(Supplied records)
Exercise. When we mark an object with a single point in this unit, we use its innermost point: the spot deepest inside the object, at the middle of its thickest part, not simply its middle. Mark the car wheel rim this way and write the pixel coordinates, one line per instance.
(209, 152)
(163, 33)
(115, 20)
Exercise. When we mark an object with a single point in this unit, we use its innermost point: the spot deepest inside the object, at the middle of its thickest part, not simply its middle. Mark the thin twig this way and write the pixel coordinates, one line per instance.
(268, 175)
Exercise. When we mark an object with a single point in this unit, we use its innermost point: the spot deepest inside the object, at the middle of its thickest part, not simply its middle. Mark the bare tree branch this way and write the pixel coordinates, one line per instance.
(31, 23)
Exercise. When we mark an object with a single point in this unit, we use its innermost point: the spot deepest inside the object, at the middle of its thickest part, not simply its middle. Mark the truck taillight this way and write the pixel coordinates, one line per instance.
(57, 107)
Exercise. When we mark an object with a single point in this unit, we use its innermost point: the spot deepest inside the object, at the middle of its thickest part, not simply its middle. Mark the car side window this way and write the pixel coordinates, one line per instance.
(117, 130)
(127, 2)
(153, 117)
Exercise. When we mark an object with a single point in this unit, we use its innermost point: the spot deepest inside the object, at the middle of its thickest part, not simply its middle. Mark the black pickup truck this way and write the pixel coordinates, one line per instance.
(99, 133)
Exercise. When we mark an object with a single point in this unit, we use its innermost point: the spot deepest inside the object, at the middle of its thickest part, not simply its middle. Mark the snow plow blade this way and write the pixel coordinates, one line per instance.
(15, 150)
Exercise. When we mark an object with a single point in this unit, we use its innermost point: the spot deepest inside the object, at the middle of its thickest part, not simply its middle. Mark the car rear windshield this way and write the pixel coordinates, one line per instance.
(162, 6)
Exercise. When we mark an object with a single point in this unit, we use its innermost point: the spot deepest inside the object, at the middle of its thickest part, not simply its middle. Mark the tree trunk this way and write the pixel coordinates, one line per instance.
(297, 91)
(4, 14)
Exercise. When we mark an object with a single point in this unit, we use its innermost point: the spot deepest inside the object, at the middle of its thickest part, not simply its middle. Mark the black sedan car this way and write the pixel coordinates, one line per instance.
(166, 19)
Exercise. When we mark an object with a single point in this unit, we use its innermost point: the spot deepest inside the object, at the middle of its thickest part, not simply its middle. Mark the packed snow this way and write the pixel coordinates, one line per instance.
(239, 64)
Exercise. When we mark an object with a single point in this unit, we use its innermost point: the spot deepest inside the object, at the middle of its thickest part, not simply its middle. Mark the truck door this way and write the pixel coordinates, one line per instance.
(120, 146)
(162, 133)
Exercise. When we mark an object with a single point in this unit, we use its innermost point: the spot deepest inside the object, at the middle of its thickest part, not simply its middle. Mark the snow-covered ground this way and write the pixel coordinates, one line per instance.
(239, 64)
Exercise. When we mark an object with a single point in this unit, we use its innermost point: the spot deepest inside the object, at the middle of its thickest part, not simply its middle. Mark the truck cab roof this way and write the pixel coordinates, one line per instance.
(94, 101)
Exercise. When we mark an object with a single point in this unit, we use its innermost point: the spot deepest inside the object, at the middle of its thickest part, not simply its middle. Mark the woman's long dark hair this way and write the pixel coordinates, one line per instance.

(Aim of the task) Rewrite all of the records above, replacing "pixel coordinates" with "image coordinates" wherever it occurs and leaving every other part unchanged.

(Exercise answer)
Exercise. When we mark an object with a single point in this unit, we use its innermost point: the spot deepest inside the object, at the middle of its thickest part, not simply its middle. Mark the car wheel rim this way and write the image coordinates, one line per instance.
(209, 152)
(163, 33)
(115, 20)
Exercise. When we mark an object with a single point in this unit, we use its innermost point: the spot deepest inside the object, at the middle of its thickest part, not simply its middle. Mark the thin twig this way and write the image coordinates, one line per instance.
(268, 175)
Exercise. When we mark an object with a single point in this unit, we use its innermost point: the spot deepest inside the object, at the middle of its thickest part, not simply its middle. Mark the bare tree branch this way and write the image coordinates, one line per instance.
(31, 23)
Exercise. When we mark an object with a single point in this unit, we use its innermost point: the spot deepest inside the object, at the middle of its thickest part, not simply its middle. Mark the truck taillight this way and write the image coordinates, one line per instance.
(57, 107)
Exercise. When we mark an object with a single point in this unit, we use its innermost point: the spot deepest inside the object, at the middle of its thickest part, not simply its middle. Mark the car side window this way and write the image coordinates, one line per instance.
(117, 130)
(127, 2)
(153, 117)
Exercise. When we mark an object with a single point in this unit, we use its innermost point: the spot deepest inside the object, at the middle of its thickest part, not simply its middle. Mark the black pickup truck this way and write the image coordinates, one line per instance.
(99, 133)
Exercise. When we mark an object with a single point in this unit, we use its innermost point: the spot deepest inside the object, at the middle of its thickest part, not simply its middle. Mark the snow plow blade this way and write the image coordinates, one line per instance.
(15, 150)
Exercise. When we mark an object with a single point in this unit, we use its innermost point: the spot deepest inside the object, at the middle of its thickest part, not simply its middle. Mark the car rear windshield this way and write the image coordinates, one line per instance.
(162, 6)
Exercise. When we mark an object with a single point in this unit, we use its innermost point: the spot deepest inside the object, at the middle of its thickest part, not simply its middle. Mark the tree trunk this way and write the image coordinates, one line per instance.
(297, 91)
(4, 14)
Exercise. When we mark an object with a single point in this unit, we use its innermost point: the spot deepest inside the object, at the middle of its thickest part, not simply its middle. Mark the black sedan car this way and write the image coordinates, one line per instance.
(166, 19)
Exercise. When we mark an object with a single point in this unit, we use its innermost point: the spot deepest inside the object, at the middle of its thickest part, not simply its middle. Mark the packed snow this way and write the image coordinates, one line per instance.
(239, 64)
Exercise. When we mark an object with a single point in this unit, we use its innermost point: the spot deepest inside the object, at the middle of its thickest part, not simply its middle. Mark the truck door this way and write the image coordinates, one line per instance.
(120, 146)
(162, 133)
Exercise. When we mark an object with a single point in this unit, we use its innermost point: the spot deepest inside the object, at the middle of its thickest part, not simply its middle. Mark the snow-covered ground this way and write the image coordinates, one line per instance.
(239, 64)
Exercise. When we mark an object with a single point in this unit, we use its innermost point: the spot deepest inside the object, at the middle of its thickest part, not simply its middle. Mark the truck cab roof this way and write the image coordinates, one line per instance.
(94, 101)
Exercise. When we mark an object with a single point in this unit, we use its innermost point: the spot deepest inside the object, at the middle of its thickest part, not simply its middle. Mark the woman's long dark hair this way and write the image coordinates, one line per instance.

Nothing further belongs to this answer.